Selected extract:
Nuclear actually does a good job of highlighting the fact that we as a planet have a somewhat stupid decision-making process. If we’re going to ban something nuclear, let’s ban the *#%# bombs – as for a way to produce power, nuclear is about the best answer I think we’re going to find. I am the first to admit that ionizing radiation is dangerous, but so are a whole lot of things, and it’s a well-understood danger that we can work around. Why are so many people so rabidly against nuclear – often without understanding it at all? I suspect it’s because every incident at a nuclear power plant gets plastered all over the news, because it’s lovely and sensational and apparently we like to be frightened.
By the way, a side note, someone was ranting against CFLs and one of the things they talked about was that they ’emit radiation’. I’m not sure what type they meant.. I’m going to guess they were talking about the EM field – but it’s a very bad light bulb indeed that does not emit radiation. I’m going to assume all my readers get the joke here.
Anyway, my point is, don’t protest energy extraction unless you want to give up using energy. Protest *stupid* energy extraction like fracking – yes, absolutely. And encourage energy companies to use wind, solar, hydro, geothermal, nuclear, tidal, and other forms of energy that are not scarce and don’t come with a huge body count. But we are going to need some CNG pipelines, and we are likely not done pumping oil from under the ocean just yet.

Data to examine:
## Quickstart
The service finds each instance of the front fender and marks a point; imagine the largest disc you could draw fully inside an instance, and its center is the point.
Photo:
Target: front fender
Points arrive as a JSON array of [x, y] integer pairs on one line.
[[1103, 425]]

* * *

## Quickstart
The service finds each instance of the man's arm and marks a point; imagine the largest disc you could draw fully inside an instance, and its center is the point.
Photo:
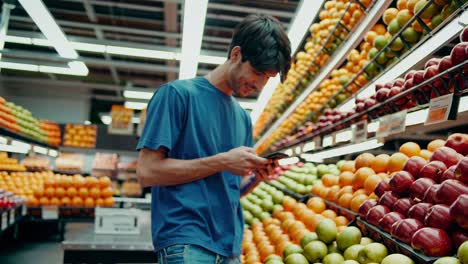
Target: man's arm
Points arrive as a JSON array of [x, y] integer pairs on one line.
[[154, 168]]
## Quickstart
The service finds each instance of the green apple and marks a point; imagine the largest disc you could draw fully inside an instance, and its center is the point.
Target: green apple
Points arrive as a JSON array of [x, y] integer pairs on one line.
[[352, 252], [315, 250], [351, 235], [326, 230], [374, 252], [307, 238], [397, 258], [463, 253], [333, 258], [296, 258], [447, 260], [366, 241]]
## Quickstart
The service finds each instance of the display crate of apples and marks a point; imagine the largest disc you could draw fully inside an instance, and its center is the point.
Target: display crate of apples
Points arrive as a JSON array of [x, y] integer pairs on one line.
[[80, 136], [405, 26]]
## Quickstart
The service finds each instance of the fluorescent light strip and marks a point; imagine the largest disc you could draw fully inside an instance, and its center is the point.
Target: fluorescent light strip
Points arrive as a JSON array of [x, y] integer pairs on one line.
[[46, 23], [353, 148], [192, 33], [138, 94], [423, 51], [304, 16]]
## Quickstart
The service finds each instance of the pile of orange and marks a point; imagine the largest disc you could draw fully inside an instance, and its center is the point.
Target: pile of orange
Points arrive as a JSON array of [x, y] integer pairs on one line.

Work order 1: Which form of energy extraction does the piece on nuclear power give as an example of stupid energy extraction?
Work order 2: From the piece on nuclear power, retype the passage starting at "By the way, a" and ending at "the joke here.".

Output 1: Fracking

Output 2:
By the way, a side note, someone was ranting against CFLs and one of the things they talked about was that they ’emit radiation’. I’m not sure what type they meant.. I’m going to guess they were talking about the EM field – but it’s a very bad light bulb indeed that does not emit radiation. I’m going to assume all my readers get the joke here.